• Exercise: Restate the entries below exactly, and keep all images out of the answer.

• Data to use:
- Opening Delimiter -

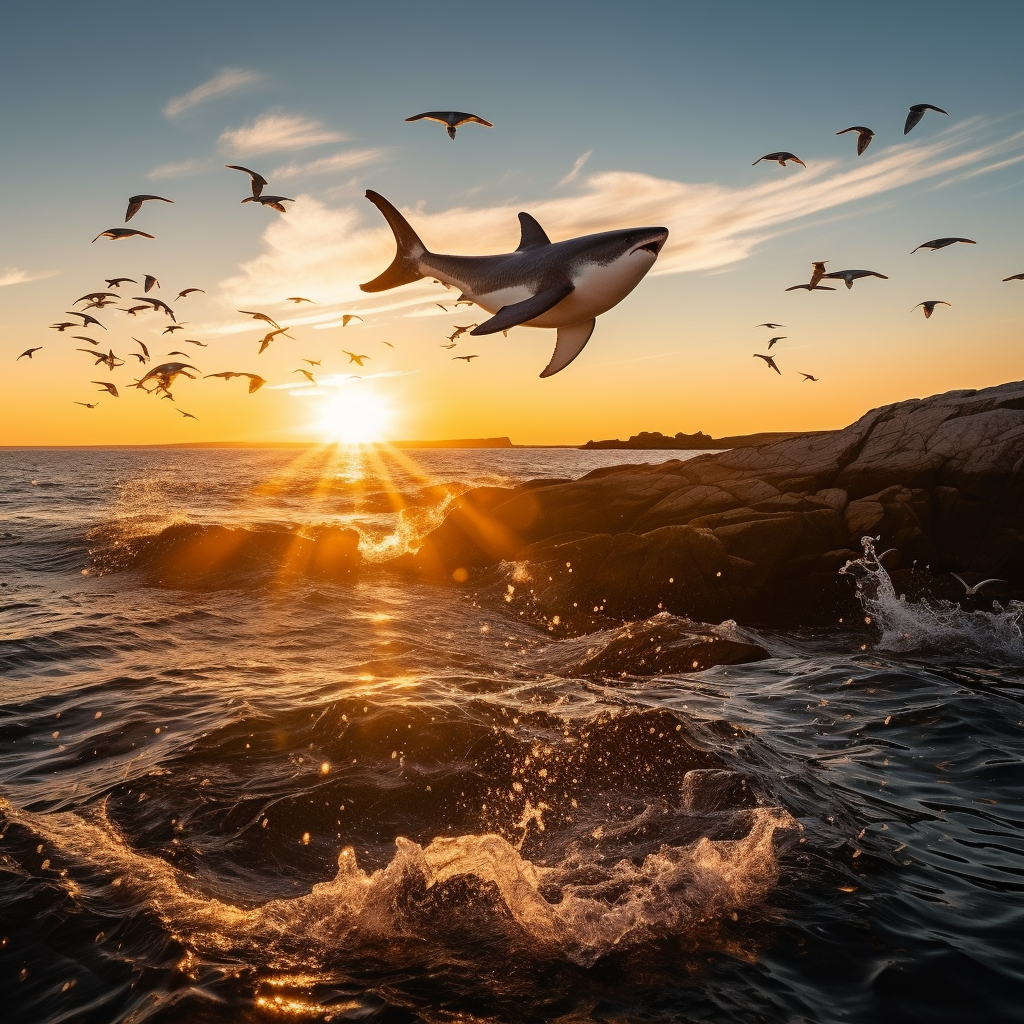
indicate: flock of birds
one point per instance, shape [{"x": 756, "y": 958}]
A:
[
  {"x": 159, "y": 379},
  {"x": 818, "y": 271}
]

- Closing Delimiter -

• Answer section:
indicate: flock of birds
one point per instance, shape [{"x": 756, "y": 958}]
A:
[
  {"x": 159, "y": 379},
  {"x": 818, "y": 271}
]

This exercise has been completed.